- REQUIREMENT
Give the number of lines in the records below that include "loadImage", and nothing more.

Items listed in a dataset

★ ★ ★ ★ ★ ★ ★

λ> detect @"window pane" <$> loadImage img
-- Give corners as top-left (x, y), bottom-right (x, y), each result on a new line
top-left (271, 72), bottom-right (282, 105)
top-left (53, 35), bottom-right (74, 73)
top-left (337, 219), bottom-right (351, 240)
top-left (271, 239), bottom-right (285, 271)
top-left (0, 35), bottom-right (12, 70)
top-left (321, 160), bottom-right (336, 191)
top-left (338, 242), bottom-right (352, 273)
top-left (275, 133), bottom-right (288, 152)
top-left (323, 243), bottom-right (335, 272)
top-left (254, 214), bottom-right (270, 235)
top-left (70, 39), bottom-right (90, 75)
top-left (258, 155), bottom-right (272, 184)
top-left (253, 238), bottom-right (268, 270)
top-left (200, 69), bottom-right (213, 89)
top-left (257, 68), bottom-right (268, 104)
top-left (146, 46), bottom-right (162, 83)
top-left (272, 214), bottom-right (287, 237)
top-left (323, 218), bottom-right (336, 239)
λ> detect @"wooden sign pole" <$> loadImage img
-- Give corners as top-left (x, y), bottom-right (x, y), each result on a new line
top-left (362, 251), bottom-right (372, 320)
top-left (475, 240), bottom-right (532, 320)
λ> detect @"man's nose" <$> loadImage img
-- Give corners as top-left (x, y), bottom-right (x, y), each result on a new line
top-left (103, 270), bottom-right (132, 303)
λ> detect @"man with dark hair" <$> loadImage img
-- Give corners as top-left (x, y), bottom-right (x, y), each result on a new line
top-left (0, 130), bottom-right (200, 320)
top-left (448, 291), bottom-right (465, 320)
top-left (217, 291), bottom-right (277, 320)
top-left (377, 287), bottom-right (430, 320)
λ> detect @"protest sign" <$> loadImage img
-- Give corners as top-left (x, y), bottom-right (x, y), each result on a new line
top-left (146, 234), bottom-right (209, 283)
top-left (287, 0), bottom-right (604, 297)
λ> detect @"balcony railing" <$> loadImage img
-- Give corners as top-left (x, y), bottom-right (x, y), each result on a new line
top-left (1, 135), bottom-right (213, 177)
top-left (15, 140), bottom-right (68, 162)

★ ★ ★ ★ ★ ★ ★

- OUTPUT FOR THIS TASK
6